Written problem >>
Copy out the material word for word, starting with the line that contains "Target: pointed toe pump" and continuing through the final line of the material.

>> begin

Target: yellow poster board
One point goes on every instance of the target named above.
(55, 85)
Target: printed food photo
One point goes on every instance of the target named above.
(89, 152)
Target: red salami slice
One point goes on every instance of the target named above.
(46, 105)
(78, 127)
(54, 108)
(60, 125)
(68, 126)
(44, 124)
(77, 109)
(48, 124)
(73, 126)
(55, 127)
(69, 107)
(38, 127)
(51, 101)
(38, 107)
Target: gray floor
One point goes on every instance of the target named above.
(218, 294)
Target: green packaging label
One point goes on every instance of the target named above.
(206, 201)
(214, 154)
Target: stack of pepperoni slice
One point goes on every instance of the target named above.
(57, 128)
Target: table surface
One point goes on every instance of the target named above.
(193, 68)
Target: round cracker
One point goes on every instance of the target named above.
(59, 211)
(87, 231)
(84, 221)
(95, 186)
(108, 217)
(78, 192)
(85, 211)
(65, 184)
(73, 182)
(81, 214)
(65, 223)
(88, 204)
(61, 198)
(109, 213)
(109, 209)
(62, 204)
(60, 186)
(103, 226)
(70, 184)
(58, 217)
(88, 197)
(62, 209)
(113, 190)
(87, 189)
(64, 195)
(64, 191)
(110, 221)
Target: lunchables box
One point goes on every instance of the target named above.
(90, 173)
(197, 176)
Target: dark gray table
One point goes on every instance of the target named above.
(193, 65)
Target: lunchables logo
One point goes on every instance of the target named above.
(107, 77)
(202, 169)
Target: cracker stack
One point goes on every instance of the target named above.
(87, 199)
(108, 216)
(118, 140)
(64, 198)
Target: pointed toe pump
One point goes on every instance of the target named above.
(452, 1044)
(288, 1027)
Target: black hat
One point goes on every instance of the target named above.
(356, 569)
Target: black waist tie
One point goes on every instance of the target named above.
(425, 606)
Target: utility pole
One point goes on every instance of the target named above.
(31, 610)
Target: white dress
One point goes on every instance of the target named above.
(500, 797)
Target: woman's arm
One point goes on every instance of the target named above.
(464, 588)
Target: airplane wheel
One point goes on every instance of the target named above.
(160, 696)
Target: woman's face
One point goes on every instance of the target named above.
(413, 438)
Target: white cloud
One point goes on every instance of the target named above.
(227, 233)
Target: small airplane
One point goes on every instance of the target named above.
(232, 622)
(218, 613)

>> end

Expected output >>
Target: pointed toe pump
One point goes on every instance of the target named above.
(452, 1044)
(288, 1027)
Target: black hat
One point goes on every instance of the target named above.
(356, 569)
Target: black waist tie
One point goes on every instance of the target named above.
(425, 606)
Target: utility pole
One point goes on every instance of the target named above.
(31, 610)
Target: white dress
One point goes on every instance of the target named above.
(500, 797)
Target: woman's arm
One point goes on every instance of the target named above.
(464, 588)
Target: airplane wheel
One point goes on every instance of the target named above.
(160, 696)
Target: woman's face
One point goes on every instance of the target named above.
(413, 438)
Target: white cloud
One point goes on every instance of the target named above.
(227, 233)
Target: small airplane
One point goes on every instance of the target named above.
(232, 622)
(218, 613)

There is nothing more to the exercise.